» **Instruction**
From the article on safe solo vacations below, reproduce the part that opens with the words containing "The world’s safest" and closes with "at street markets).", switching "solo traveler" to "lone visitor".

» **Quoted passage**
==*==

5 Great Places for a Safe Solo Vacation

May 24, 2016

What are the safest destinations for solo travelers? Asian and European countries tend to be lowest on crime worldwide, according to the 2015 Legatum Safety & Security Index. The Index rates each country on several quality-of-life factors: economy, entrepreneurship and opportunity, governance, education, health, security and safety, personal freedom, and social capital. Below is a list of safe destinations for your solo travels, along with tips on how to stay safe and things to see and do.

1. Hong Kong

ocean

Hong Kong

The world’s safest destination in 2015; not only will you be safer from crime, but your money will go far in Hong Kong. Locals tend to be welcoming and friendly toward foreigners. Street crime in Hong Kong is rare; as a solo traveler, the worst you are likely to encounter is those who try to fob off fake watches on you (or being overcharged for knock-offs at street markets).

As in most places, protect yourself from pickpockets and wear your valuables in a money belt or neck stash. Be cautious at your hotel or hostel; a lone woman might feel safer in a hotel. Don’t walk alone at night in deserted areas; stick to the main circuit. Public transit via the subway (the Mass Transit Railway, or MTR) is a safe and user-friendly network. Ferries and buses are good, too.

Things to do:

Lantau Island: Head here if you enjoy hiking and need to get away from the tourist circuit for a while.

Private Kitchens:  If you can afford it, get a chef to personally prepare your dinner in his or her home.

food

Roasted Goose

Historical Colonial Sites: Visit The Blue House, a 1920s four-story Lingnan-style building which houses the Wan Chai Livelihood Museum.

==*==

Point labeling dataset excerpts:
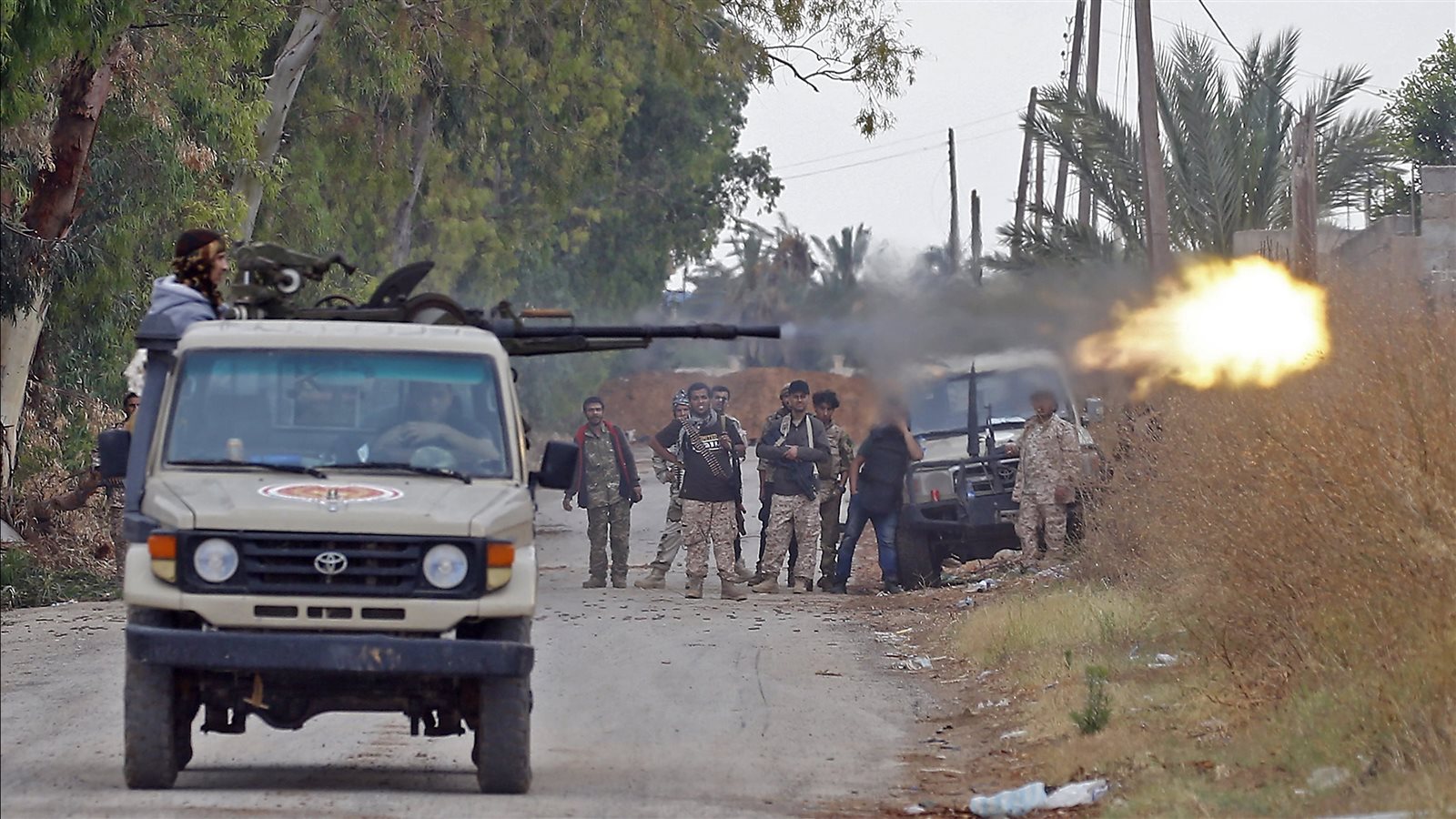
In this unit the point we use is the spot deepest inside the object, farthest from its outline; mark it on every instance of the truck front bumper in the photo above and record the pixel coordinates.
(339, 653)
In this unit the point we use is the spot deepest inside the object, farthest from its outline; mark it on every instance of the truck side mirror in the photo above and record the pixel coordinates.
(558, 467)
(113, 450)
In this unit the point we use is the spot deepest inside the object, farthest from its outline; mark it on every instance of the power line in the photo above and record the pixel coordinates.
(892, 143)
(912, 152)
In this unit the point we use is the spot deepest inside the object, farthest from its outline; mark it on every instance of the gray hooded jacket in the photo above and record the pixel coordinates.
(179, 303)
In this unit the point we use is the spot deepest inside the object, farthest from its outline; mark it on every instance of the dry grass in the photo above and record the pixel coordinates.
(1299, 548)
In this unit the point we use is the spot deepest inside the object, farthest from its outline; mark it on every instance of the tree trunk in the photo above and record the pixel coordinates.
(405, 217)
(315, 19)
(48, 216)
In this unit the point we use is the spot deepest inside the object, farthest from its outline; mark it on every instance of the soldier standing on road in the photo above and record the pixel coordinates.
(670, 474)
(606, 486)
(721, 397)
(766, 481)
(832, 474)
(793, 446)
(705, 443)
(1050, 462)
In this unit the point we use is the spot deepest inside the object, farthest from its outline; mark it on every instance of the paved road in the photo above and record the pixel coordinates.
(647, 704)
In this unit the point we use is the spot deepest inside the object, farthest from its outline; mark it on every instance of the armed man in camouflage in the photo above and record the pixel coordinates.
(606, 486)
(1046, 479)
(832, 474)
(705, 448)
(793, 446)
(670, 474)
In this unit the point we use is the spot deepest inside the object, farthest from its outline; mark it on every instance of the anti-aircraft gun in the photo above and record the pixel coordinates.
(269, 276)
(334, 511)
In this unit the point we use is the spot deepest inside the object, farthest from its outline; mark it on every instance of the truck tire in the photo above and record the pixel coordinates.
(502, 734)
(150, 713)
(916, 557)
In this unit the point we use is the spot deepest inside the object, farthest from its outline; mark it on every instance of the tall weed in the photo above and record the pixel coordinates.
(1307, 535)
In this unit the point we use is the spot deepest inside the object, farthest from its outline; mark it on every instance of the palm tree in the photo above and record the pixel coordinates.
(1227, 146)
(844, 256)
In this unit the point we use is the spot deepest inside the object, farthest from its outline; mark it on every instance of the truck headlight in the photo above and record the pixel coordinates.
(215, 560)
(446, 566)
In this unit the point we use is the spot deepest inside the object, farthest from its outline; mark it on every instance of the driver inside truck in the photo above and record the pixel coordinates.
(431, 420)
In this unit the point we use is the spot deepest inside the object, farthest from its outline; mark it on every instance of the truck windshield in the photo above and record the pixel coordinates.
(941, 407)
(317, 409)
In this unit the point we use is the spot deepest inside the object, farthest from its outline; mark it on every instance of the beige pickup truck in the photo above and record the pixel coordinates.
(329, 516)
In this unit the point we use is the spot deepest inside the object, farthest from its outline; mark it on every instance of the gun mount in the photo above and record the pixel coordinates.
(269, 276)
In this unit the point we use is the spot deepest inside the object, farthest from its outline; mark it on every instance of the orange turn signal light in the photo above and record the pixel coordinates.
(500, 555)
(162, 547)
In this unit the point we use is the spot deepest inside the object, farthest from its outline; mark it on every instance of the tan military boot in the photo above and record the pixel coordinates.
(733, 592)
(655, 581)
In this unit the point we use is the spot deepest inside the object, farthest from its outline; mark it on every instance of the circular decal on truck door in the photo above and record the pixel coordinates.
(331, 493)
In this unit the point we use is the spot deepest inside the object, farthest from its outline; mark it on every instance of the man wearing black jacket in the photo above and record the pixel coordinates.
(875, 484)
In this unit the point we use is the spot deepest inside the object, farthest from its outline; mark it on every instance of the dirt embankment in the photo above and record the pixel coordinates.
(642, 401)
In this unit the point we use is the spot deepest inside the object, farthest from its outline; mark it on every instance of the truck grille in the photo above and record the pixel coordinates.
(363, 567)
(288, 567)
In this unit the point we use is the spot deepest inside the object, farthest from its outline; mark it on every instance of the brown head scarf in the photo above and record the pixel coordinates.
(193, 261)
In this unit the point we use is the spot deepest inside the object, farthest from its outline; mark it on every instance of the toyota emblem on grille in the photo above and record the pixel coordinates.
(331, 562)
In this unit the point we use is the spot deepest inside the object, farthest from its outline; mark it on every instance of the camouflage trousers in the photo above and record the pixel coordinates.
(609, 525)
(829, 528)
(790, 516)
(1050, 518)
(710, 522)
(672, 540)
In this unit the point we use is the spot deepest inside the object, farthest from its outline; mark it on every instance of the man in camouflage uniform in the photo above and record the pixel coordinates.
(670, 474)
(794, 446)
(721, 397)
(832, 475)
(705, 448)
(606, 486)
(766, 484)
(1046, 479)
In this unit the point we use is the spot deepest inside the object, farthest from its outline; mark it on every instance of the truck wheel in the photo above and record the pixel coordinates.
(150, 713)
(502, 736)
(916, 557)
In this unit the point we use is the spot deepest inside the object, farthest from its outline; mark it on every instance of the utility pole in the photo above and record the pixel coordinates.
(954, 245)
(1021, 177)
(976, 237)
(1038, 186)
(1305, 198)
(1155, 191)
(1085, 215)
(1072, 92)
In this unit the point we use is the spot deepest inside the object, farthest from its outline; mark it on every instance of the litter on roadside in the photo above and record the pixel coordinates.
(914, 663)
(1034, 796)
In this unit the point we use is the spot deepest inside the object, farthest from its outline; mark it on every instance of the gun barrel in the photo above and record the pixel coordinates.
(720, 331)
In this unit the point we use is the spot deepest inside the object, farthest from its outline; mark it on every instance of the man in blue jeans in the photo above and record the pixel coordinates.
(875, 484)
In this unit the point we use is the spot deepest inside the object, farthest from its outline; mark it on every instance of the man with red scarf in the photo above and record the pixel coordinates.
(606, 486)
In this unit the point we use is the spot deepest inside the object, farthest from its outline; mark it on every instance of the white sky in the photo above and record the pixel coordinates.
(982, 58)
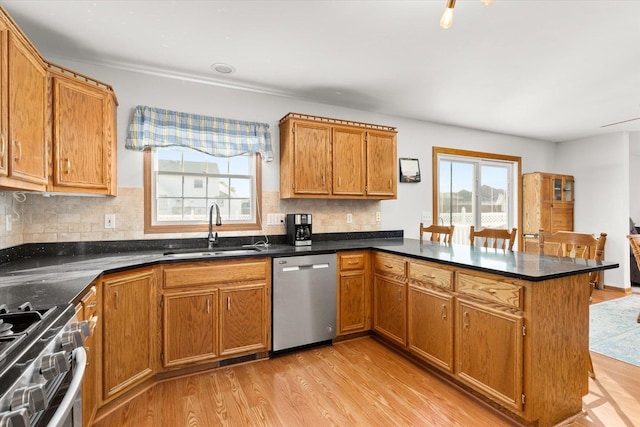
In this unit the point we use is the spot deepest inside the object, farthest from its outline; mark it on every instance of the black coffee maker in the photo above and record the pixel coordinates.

==*==

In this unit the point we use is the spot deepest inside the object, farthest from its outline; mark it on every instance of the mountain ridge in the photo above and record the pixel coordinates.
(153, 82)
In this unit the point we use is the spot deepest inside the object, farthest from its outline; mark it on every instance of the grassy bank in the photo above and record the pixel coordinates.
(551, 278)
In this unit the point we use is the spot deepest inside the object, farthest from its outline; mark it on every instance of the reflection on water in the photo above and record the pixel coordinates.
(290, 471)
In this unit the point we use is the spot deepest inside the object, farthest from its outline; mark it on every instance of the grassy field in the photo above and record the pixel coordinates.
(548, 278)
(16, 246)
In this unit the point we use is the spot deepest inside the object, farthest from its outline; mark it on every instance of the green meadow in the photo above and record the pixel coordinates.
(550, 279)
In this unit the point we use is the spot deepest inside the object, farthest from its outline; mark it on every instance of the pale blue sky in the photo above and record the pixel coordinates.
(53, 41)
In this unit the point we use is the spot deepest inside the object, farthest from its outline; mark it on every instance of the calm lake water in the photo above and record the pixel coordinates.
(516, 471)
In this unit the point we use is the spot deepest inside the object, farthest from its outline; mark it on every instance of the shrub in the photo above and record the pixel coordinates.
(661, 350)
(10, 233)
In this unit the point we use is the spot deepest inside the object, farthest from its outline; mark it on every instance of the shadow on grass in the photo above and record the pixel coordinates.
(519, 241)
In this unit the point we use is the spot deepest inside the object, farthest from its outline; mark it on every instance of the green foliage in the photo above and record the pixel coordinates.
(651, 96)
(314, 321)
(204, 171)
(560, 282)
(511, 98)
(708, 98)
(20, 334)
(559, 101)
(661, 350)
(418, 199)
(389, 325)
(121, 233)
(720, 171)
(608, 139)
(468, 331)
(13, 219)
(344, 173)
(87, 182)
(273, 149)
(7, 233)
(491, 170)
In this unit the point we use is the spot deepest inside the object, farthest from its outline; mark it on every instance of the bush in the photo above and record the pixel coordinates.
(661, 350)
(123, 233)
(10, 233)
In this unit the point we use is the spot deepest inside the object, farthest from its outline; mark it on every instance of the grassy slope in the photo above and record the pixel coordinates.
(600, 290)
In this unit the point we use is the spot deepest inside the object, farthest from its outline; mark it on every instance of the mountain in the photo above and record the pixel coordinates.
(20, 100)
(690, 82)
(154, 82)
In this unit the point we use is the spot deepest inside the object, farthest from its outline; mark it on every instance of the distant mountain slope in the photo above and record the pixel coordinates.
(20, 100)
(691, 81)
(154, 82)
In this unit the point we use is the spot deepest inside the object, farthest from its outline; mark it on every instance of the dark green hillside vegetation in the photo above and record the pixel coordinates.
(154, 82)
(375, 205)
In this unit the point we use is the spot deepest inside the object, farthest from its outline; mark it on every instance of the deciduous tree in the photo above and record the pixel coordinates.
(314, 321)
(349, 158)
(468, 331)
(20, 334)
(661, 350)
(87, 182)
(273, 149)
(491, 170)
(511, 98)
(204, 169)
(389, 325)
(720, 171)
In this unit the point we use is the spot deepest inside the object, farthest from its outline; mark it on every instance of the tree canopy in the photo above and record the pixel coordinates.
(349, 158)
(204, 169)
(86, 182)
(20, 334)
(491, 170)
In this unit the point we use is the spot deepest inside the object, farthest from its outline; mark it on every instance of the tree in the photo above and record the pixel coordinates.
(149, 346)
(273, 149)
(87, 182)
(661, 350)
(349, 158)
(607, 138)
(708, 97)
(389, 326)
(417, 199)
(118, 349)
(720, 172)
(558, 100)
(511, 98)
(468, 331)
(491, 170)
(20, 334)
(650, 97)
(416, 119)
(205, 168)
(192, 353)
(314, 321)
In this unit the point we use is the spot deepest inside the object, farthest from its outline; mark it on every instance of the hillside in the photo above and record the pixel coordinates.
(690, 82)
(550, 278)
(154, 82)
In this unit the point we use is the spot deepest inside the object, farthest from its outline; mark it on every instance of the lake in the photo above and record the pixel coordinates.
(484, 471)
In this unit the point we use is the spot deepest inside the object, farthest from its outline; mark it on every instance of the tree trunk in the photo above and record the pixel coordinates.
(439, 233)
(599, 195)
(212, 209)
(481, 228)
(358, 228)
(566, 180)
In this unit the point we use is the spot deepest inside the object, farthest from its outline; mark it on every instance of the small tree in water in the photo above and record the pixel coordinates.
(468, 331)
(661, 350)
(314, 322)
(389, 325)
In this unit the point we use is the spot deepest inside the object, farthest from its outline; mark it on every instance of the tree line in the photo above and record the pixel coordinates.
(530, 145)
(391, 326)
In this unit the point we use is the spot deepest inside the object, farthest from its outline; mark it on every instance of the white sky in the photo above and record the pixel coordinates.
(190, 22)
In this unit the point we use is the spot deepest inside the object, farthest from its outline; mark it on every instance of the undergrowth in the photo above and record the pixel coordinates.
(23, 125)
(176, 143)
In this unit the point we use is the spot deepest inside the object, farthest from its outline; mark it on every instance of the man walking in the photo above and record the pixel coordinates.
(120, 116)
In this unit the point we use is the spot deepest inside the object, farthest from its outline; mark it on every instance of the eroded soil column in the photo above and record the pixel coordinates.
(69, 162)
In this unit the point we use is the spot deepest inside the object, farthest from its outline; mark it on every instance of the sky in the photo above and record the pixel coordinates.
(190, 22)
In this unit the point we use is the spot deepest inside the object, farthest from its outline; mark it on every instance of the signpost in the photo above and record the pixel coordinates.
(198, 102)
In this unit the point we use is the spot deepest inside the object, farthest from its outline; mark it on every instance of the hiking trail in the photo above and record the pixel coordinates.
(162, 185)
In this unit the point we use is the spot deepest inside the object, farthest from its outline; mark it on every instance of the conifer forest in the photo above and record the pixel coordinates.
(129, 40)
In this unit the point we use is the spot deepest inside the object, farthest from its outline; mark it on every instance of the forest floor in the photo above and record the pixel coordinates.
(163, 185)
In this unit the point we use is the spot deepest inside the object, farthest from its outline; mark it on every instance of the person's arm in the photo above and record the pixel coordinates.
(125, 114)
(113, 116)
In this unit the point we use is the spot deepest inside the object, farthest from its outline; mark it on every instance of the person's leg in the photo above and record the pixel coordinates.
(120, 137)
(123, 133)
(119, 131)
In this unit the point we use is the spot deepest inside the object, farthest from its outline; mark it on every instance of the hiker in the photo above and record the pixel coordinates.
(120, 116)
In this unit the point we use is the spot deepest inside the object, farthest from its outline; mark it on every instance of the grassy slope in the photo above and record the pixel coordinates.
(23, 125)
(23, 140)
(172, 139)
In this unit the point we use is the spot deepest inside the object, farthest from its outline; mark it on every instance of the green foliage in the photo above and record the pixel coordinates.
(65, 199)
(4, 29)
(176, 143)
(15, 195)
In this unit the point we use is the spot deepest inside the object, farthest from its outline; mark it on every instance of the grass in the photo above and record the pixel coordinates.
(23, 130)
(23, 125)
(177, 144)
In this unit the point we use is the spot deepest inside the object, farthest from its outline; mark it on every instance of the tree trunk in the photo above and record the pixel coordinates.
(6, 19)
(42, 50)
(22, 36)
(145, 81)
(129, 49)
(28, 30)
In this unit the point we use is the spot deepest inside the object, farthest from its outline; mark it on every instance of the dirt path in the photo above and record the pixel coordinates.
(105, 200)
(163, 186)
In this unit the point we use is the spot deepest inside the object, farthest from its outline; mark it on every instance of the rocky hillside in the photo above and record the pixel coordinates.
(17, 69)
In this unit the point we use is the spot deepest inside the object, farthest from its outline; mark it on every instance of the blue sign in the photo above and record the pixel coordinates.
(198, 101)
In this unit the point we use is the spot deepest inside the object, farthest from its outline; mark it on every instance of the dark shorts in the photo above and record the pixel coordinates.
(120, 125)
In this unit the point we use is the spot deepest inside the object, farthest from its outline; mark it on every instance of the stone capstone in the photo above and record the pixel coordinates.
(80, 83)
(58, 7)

==*==

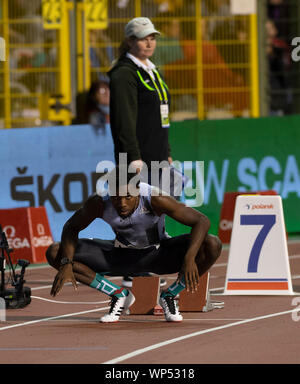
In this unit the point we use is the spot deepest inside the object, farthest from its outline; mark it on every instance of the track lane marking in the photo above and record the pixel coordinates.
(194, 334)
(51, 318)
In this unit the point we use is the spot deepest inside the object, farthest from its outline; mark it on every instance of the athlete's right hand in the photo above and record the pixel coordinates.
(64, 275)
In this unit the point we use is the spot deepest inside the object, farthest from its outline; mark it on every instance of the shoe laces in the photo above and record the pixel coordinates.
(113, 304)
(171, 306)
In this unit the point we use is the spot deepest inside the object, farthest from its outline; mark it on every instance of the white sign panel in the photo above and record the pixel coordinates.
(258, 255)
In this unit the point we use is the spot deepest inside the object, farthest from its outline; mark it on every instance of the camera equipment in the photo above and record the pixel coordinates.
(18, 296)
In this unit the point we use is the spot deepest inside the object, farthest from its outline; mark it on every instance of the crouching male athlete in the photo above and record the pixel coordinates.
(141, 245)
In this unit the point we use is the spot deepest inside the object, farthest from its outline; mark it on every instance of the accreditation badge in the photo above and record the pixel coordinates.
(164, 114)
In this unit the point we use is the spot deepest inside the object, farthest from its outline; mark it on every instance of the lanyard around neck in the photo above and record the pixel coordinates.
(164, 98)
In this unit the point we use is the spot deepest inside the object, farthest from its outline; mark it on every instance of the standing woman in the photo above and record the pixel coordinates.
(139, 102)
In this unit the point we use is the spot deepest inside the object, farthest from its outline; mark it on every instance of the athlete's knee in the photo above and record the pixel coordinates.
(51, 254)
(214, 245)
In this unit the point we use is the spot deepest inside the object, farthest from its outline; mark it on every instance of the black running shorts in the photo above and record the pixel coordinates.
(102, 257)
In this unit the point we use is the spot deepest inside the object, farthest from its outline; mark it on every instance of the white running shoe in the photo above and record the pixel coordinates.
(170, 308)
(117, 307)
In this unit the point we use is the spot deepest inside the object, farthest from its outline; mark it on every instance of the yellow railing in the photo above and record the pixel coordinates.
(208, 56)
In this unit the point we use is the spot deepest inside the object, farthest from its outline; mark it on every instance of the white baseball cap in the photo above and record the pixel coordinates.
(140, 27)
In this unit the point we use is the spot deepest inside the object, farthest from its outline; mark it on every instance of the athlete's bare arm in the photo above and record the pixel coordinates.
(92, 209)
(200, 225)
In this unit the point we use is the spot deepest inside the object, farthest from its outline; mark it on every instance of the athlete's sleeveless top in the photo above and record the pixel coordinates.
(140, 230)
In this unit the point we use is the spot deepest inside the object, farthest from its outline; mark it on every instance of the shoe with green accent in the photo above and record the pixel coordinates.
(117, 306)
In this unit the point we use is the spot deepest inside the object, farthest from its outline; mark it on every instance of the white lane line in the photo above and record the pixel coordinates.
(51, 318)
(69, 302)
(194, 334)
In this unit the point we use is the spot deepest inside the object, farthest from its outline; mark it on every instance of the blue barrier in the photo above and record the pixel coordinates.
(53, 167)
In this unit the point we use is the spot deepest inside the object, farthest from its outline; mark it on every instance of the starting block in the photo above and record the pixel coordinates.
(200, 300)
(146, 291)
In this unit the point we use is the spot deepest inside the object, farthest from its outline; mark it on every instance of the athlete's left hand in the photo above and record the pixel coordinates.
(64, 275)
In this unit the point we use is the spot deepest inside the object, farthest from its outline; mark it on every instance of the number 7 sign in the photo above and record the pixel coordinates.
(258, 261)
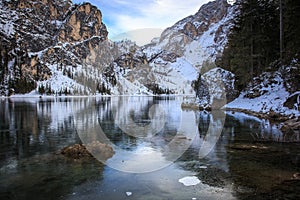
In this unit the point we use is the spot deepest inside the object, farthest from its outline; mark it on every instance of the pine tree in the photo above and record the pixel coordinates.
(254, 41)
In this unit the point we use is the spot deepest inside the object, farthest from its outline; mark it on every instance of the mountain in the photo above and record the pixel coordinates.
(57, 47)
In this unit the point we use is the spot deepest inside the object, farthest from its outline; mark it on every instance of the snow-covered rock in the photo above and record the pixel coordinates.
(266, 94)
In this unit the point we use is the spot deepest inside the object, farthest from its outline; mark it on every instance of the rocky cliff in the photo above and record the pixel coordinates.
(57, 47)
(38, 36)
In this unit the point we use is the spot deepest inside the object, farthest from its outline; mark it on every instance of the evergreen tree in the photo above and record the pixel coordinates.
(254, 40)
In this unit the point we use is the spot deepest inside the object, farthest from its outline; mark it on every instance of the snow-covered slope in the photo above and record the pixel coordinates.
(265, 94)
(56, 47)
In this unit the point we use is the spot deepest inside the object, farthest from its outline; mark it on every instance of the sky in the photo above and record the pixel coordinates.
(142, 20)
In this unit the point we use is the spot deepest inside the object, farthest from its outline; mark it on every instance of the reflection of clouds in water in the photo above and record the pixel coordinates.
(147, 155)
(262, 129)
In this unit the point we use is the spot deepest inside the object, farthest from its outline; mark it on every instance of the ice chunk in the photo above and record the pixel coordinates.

==*==

» **The completed task**
The world’s safest destination in 2015; not only will you be safer from crime, but your money will go far in Hong Kong. Locals tend to be welcoming and friendly toward foreigners. Street crime in Hong Kong is rare; as a lone visitor, the worst you are likely to encounter is those who try to fob off fake watches on you (or being overcharged for knock-offs at street markets).